Taking the line with "Target: green jacket" as the first and the last line of the entries as the final one, copy that span exactly.

──────────────────────────────

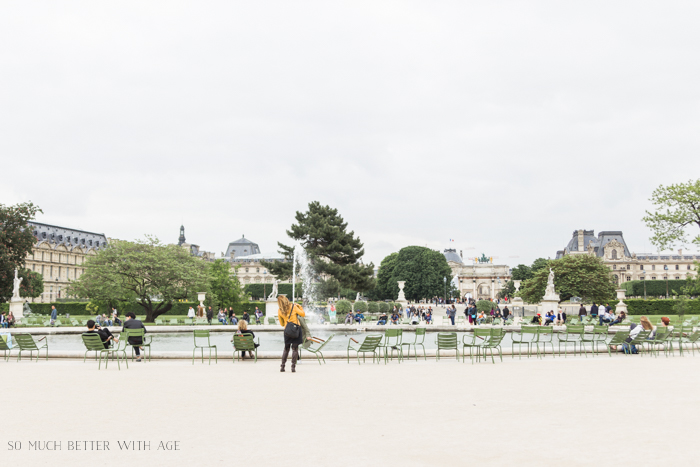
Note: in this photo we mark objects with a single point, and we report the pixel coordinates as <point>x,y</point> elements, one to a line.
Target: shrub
<point>637,306</point>
<point>361,307</point>
<point>343,307</point>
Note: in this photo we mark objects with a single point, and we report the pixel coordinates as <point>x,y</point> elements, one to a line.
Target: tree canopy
<point>16,242</point>
<point>582,276</point>
<point>677,209</point>
<point>333,251</point>
<point>147,272</point>
<point>423,269</point>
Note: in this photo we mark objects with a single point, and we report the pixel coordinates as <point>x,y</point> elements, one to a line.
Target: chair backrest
<point>619,337</point>
<point>393,337</point>
<point>243,342</point>
<point>25,341</point>
<point>201,334</point>
<point>370,343</point>
<point>93,342</point>
<point>575,329</point>
<point>447,340</point>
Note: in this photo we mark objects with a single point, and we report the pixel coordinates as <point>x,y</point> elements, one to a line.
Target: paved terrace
<point>621,411</point>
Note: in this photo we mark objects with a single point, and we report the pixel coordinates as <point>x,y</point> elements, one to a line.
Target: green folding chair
<point>201,341</point>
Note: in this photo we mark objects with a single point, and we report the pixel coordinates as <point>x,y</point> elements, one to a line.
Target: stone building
<point>59,254</point>
<point>627,266</point>
<point>481,280</point>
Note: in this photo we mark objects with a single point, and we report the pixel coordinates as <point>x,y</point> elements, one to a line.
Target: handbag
<point>291,330</point>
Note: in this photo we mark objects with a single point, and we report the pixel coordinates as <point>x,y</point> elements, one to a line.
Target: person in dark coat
<point>130,322</point>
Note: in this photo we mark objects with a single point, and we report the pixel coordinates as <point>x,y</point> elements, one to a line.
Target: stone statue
<point>275,291</point>
<point>15,290</point>
<point>549,291</point>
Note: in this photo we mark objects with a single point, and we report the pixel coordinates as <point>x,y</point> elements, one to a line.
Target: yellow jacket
<point>297,310</point>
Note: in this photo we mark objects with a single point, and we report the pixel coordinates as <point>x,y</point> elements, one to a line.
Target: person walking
<point>288,314</point>
<point>582,313</point>
<point>54,315</point>
<point>130,322</point>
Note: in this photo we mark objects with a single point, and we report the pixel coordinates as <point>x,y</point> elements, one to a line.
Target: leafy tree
<point>574,275</point>
<point>225,288</point>
<point>387,287</point>
<point>677,207</point>
<point>147,273</point>
<point>333,251</point>
<point>521,272</point>
<point>16,242</point>
<point>423,270</point>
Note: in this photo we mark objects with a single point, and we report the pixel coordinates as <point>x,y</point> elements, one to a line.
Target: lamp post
<point>445,279</point>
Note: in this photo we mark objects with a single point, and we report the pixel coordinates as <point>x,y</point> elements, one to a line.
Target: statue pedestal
<point>17,308</point>
<point>550,303</point>
<point>271,308</point>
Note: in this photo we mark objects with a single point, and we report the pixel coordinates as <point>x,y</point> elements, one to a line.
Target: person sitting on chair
<point>105,335</point>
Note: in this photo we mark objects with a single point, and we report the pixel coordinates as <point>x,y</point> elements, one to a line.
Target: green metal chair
<point>572,335</point>
<point>592,338</point>
<point>244,343</point>
<point>692,340</point>
<point>369,345</point>
<point>26,343</point>
<point>545,335</point>
<point>392,340</point>
<point>419,340</point>
<point>527,337</point>
<point>203,336</point>
<point>617,339</point>
<point>93,343</point>
<point>493,342</point>
<point>137,333</point>
<point>479,337</point>
<point>5,347</point>
<point>316,350</point>
<point>638,342</point>
<point>446,341</point>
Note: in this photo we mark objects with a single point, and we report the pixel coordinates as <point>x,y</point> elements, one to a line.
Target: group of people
<point>225,316</point>
<point>415,314</point>
<point>108,339</point>
<point>476,317</point>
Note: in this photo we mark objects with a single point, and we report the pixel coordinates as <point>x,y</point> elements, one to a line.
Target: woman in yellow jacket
<point>289,313</point>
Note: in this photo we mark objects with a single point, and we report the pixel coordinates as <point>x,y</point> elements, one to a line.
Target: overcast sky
<point>503,125</point>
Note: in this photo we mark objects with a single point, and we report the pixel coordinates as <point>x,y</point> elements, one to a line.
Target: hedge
<point>179,308</point>
<point>655,288</point>
<point>637,306</point>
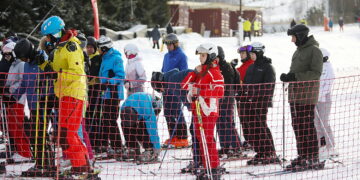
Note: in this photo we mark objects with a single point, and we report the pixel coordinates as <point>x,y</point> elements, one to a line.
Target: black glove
<point>4,90</point>
<point>104,86</point>
<point>234,62</point>
<point>39,58</point>
<point>50,72</point>
<point>287,77</point>
<point>111,74</point>
<point>9,99</point>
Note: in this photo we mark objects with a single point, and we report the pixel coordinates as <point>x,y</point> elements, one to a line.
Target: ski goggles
<point>247,48</point>
<point>7,54</point>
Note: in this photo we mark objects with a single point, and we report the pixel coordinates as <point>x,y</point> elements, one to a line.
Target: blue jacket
<point>112,61</point>
<point>173,80</point>
<point>142,103</point>
<point>29,84</point>
<point>174,59</point>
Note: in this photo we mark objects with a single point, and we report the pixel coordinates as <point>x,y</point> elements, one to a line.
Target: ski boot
<point>113,154</point>
<point>39,172</point>
<point>264,159</point>
<point>215,173</point>
<point>148,156</point>
<point>129,154</point>
<point>192,167</point>
<point>305,163</point>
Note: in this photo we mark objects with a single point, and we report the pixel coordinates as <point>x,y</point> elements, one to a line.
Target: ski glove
<point>8,98</point>
<point>51,74</point>
<point>40,57</point>
<point>287,77</point>
<point>234,63</point>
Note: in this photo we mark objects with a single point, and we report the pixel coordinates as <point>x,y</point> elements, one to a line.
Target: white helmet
<point>105,42</point>
<point>258,47</point>
<point>209,49</point>
<point>325,52</point>
<point>9,47</point>
<point>131,49</point>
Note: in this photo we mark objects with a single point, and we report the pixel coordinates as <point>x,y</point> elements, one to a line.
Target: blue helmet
<point>52,25</point>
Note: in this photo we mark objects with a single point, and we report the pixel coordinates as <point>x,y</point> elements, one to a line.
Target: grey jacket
<point>15,77</point>
<point>135,74</point>
<point>307,65</point>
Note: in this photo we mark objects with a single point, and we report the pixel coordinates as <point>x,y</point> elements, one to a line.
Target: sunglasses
<point>247,48</point>
<point>7,54</point>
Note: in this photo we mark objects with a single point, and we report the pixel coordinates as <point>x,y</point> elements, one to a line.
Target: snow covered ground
<point>345,56</point>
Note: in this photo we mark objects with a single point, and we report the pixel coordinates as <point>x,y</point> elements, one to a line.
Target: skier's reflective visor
<point>247,48</point>
<point>201,50</point>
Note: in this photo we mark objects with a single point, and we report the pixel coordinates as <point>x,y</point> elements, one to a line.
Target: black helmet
<point>82,39</point>
<point>92,42</point>
<point>300,31</point>
<point>157,104</point>
<point>221,53</point>
<point>157,79</point>
<point>24,49</point>
<point>171,39</point>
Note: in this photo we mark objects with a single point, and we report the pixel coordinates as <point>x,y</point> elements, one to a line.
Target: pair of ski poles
<point>44,119</point>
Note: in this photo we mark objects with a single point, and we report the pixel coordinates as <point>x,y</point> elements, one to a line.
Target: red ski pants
<point>70,119</point>
<point>209,123</point>
<point>15,114</point>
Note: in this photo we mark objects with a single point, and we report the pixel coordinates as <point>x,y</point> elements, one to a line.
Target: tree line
<point>22,15</point>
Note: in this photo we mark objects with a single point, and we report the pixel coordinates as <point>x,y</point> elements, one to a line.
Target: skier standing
<point>139,124</point>
<point>229,138</point>
<point>170,81</point>
<point>207,87</point>
<point>135,71</point>
<point>15,108</point>
<point>175,58</point>
<point>306,66</point>
<point>246,60</point>
<point>70,89</point>
<point>247,29</point>
<point>155,35</point>
<point>256,94</point>
<point>93,123</point>
<point>323,108</point>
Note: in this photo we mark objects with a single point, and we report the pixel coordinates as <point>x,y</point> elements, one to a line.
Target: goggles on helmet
<point>247,48</point>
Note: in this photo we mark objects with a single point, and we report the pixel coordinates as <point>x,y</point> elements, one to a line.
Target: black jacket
<point>95,62</point>
<point>231,77</point>
<point>259,82</point>
<point>4,69</point>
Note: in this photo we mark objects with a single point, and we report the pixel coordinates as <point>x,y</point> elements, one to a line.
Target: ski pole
<point>283,86</point>
<point>42,20</point>
<point>172,135</point>
<point>322,124</point>
<point>45,122</point>
<point>37,115</point>
<point>3,119</point>
<point>203,139</point>
<point>7,128</point>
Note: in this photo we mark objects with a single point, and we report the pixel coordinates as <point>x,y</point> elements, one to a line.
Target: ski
<point>235,158</point>
<point>144,163</point>
<point>93,176</point>
<point>282,172</point>
<point>171,147</point>
<point>182,159</point>
<point>150,172</point>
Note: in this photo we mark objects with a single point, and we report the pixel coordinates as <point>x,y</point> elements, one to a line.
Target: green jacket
<point>307,65</point>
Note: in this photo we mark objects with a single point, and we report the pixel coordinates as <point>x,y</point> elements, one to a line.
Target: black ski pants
<point>302,116</point>
<point>253,117</point>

──────────────────────────────

#### [Response below]
Target: green jacket
<point>307,65</point>
Note: in this photo we mark objects with a single point, and we report the pixel coordinates as <point>x,y</point> elements, one to a line.
Target: black ski pants
<point>302,116</point>
<point>253,117</point>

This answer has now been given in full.